(Stored records)
BEGIN

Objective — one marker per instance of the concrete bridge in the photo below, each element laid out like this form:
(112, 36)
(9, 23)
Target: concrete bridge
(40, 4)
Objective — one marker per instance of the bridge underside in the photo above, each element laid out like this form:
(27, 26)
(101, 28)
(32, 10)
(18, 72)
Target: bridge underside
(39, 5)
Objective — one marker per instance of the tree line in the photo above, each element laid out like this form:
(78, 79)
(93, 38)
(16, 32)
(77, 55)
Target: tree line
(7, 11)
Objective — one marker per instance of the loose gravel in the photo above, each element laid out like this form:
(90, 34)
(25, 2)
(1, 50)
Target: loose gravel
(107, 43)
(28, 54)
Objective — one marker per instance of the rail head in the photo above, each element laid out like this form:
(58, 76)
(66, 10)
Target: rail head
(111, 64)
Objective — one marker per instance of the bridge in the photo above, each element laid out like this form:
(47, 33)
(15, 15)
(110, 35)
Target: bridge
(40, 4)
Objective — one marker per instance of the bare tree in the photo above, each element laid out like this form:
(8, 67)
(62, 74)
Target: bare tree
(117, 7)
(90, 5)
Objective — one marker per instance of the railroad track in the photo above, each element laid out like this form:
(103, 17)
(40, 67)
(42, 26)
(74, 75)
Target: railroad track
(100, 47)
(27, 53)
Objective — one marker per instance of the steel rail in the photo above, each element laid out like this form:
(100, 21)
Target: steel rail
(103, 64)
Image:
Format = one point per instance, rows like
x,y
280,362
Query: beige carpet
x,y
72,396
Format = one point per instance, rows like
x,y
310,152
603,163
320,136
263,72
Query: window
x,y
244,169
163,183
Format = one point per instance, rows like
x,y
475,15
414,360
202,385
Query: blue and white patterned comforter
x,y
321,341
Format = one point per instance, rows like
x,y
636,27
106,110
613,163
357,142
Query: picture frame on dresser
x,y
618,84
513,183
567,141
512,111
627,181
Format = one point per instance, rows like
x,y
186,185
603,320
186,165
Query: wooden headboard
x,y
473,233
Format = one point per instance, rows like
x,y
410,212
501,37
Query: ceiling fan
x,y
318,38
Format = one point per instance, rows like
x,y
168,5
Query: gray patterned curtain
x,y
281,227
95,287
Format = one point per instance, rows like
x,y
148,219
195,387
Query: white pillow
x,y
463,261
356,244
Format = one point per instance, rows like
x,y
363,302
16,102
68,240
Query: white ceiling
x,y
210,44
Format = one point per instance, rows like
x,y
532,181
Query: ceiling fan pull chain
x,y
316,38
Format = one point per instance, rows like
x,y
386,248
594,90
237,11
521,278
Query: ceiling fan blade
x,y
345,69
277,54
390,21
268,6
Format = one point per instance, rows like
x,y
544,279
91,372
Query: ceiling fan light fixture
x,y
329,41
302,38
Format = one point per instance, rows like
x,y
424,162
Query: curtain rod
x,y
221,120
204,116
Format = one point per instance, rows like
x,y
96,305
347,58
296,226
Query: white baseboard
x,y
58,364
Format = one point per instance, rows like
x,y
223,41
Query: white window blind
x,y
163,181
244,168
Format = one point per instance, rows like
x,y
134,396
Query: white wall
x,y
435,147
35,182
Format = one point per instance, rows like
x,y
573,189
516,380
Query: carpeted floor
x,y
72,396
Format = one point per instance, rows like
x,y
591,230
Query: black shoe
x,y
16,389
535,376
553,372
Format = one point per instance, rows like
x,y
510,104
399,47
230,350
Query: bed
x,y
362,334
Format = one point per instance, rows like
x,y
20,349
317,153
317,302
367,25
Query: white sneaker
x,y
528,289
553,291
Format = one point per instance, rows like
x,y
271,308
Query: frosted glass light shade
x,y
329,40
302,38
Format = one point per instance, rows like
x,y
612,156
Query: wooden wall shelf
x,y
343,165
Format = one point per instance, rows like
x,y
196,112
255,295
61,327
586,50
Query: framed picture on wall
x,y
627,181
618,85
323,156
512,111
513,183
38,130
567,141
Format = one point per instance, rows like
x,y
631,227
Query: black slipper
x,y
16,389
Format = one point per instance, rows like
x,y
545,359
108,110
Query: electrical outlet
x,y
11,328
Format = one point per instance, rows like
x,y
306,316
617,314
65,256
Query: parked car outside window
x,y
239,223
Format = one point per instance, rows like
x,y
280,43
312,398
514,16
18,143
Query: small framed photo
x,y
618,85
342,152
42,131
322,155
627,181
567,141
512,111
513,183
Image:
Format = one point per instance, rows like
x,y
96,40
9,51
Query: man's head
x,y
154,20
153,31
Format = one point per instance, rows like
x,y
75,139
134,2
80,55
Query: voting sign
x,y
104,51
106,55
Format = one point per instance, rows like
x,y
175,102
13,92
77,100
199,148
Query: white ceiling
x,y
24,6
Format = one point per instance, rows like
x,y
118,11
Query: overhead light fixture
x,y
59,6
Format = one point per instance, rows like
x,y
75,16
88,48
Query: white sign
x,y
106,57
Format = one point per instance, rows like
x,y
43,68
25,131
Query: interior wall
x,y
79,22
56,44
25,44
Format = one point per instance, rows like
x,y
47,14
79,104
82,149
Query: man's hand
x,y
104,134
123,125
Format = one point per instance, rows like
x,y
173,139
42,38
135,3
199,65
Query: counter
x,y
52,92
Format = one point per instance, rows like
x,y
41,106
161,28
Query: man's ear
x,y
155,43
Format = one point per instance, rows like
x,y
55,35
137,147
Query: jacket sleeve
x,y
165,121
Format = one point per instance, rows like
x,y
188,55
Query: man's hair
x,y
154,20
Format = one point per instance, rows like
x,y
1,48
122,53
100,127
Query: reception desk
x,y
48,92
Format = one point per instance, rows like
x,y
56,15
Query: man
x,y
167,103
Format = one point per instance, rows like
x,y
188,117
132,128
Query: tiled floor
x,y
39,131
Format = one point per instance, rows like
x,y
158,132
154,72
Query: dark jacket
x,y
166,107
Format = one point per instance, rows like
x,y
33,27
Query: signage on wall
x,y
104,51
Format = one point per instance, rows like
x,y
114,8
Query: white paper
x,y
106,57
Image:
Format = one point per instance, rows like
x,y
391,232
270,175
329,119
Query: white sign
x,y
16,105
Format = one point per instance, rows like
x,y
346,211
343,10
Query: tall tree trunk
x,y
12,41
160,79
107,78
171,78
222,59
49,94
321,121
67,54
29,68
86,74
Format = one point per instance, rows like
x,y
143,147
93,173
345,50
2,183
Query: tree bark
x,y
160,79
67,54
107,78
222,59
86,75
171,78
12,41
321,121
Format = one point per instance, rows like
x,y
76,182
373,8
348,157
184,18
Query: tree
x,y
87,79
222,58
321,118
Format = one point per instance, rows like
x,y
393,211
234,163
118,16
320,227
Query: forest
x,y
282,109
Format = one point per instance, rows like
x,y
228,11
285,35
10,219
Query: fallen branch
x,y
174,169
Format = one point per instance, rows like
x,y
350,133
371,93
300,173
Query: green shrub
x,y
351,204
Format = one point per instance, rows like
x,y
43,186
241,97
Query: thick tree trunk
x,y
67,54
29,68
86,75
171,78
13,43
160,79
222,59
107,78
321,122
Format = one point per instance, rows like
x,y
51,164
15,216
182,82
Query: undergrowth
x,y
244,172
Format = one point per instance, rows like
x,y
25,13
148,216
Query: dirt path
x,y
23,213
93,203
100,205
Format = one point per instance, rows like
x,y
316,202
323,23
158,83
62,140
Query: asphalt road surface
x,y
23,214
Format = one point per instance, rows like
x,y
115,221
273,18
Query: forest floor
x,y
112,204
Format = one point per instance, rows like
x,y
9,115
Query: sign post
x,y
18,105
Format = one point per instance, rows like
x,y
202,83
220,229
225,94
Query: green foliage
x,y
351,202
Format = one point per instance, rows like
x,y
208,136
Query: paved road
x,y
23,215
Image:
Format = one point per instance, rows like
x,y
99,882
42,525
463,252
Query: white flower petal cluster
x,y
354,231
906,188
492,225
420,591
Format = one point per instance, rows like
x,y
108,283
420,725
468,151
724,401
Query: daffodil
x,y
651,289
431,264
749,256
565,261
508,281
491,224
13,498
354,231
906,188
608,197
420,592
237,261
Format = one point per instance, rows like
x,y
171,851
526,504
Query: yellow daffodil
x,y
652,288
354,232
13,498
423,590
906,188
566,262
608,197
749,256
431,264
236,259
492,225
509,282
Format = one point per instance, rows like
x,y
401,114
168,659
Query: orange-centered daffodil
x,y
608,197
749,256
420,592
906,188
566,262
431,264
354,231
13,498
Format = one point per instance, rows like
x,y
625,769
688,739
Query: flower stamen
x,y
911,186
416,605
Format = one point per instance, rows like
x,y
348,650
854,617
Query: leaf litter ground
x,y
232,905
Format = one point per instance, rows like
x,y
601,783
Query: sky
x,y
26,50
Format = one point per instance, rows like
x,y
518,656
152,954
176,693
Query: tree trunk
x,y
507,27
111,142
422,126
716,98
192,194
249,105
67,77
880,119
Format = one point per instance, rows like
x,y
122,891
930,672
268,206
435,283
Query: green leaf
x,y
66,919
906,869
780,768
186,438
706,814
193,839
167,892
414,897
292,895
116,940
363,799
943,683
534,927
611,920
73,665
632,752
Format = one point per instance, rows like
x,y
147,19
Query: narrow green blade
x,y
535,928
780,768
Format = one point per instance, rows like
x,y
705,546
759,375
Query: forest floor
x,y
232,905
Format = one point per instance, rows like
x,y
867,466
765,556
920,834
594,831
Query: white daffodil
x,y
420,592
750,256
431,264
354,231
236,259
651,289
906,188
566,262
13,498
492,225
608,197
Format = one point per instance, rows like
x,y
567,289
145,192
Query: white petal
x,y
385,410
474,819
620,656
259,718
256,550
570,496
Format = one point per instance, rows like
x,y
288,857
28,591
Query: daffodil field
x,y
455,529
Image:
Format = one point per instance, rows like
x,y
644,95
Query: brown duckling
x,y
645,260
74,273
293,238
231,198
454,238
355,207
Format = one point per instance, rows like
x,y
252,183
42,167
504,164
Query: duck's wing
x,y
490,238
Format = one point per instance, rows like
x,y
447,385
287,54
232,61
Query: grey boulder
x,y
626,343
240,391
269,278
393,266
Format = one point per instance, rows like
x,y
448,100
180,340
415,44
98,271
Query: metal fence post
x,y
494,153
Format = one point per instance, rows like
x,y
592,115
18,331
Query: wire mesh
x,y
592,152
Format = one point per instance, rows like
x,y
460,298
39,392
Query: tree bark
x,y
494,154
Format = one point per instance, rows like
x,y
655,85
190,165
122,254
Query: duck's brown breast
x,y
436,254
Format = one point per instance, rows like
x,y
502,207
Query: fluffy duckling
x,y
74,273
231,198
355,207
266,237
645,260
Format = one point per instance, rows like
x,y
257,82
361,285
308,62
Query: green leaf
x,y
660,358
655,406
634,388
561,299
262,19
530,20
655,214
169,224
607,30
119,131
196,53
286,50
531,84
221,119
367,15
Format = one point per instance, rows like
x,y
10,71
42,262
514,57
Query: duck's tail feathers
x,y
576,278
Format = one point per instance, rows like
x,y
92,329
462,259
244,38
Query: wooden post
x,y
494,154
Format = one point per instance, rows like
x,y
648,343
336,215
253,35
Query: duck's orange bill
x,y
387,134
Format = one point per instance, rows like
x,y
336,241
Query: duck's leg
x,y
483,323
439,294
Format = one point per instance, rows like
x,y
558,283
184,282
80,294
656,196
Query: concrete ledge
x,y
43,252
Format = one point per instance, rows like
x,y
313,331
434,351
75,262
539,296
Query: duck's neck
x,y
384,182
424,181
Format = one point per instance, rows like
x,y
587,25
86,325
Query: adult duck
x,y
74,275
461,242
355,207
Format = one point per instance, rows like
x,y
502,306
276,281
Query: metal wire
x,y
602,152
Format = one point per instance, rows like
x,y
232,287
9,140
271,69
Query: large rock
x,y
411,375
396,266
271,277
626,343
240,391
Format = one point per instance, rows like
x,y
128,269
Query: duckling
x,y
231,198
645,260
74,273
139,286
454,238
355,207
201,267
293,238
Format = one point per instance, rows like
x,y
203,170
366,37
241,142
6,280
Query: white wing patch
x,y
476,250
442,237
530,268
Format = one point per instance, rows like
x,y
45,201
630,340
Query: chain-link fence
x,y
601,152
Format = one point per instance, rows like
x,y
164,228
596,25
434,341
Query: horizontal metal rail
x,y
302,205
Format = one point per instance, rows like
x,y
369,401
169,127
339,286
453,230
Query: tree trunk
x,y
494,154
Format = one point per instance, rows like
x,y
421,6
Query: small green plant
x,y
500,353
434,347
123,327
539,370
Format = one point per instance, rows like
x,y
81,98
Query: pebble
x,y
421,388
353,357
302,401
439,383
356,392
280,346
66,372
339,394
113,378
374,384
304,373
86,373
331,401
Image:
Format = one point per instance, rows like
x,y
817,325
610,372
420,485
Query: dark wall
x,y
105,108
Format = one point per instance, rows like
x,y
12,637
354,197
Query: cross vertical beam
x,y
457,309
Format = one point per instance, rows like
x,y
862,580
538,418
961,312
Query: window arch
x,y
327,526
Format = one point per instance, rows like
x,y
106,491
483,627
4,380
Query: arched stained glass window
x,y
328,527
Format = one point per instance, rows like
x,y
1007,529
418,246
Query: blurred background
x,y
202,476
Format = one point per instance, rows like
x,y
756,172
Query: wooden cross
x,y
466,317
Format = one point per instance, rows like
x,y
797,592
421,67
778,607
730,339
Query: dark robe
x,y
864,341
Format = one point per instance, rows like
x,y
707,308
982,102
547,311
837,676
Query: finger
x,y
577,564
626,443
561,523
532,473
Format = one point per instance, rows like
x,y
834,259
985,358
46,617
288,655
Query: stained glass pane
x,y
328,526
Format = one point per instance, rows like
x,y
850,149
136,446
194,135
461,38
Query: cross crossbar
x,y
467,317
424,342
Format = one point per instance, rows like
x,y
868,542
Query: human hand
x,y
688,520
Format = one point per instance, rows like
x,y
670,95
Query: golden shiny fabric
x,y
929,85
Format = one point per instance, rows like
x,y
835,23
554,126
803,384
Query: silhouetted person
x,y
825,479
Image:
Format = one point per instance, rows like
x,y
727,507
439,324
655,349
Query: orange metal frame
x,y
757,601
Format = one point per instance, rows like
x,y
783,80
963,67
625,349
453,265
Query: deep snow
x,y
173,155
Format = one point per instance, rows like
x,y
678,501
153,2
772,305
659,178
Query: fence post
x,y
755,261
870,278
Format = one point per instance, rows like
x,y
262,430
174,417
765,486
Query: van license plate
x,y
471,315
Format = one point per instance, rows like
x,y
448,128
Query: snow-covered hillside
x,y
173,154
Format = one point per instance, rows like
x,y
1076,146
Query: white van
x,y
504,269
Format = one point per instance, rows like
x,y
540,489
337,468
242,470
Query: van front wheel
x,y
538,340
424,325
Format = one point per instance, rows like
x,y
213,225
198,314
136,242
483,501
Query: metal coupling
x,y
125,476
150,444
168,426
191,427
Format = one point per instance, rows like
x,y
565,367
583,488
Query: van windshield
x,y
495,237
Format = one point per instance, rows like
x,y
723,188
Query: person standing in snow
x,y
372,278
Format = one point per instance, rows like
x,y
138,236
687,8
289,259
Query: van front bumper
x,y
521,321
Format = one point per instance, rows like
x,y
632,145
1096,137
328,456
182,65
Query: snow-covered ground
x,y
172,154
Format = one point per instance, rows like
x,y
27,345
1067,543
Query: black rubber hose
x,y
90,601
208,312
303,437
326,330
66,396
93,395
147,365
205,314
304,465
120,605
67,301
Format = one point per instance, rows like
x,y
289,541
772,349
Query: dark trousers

END

# DIRECTIONS FOR THIS TASK
Keep only the lines from the one containing "Query: van license plate" through the final line of the records, and transcribe them exactly.

# EXERCISE RESULT
Query: van license plate
x,y
471,315
Format = one point per instance, rows like
x,y
448,128
Query: snow-covered hillside
x,y
173,154
Format = one point per instance, rows like
x,y
1076,146
Query: white van
x,y
504,269
Format = one point per instance, rows like
x,y
540,489
337,468
242,470
Query: van front wheel
x,y
538,340
424,325
Format = one point per instance, rows like
x,y
213,225
198,314
136,242
483,501
Query: metal coupling
x,y
125,476
150,444
168,426
191,427
Format = one point per instance, rows like
x,y
565,367
583,488
Query: van windshield
x,y
495,237
Format = one point per instance, rows like
x,y
723,188
Query: person standing in snow
x,y
372,278
Format = one point per instance, rows like
x,y
138,236
687,8
289,259
Query: van front bumper
x,y
521,321
Format = one point per instance, rows like
x,y
632,145
1096,137
328,456
182,65
Query: snow-covered ground
x,y
172,154
Format = one point per instance, rows like
x,y
27,345
1067,543
Query: black rubber hose
x,y
90,601
208,312
303,437
326,330
66,396
93,395
147,365
205,314
304,465
120,605
67,301
Format = one point per instance, rows like
x,y
289,541
772,349
Query: dark trousers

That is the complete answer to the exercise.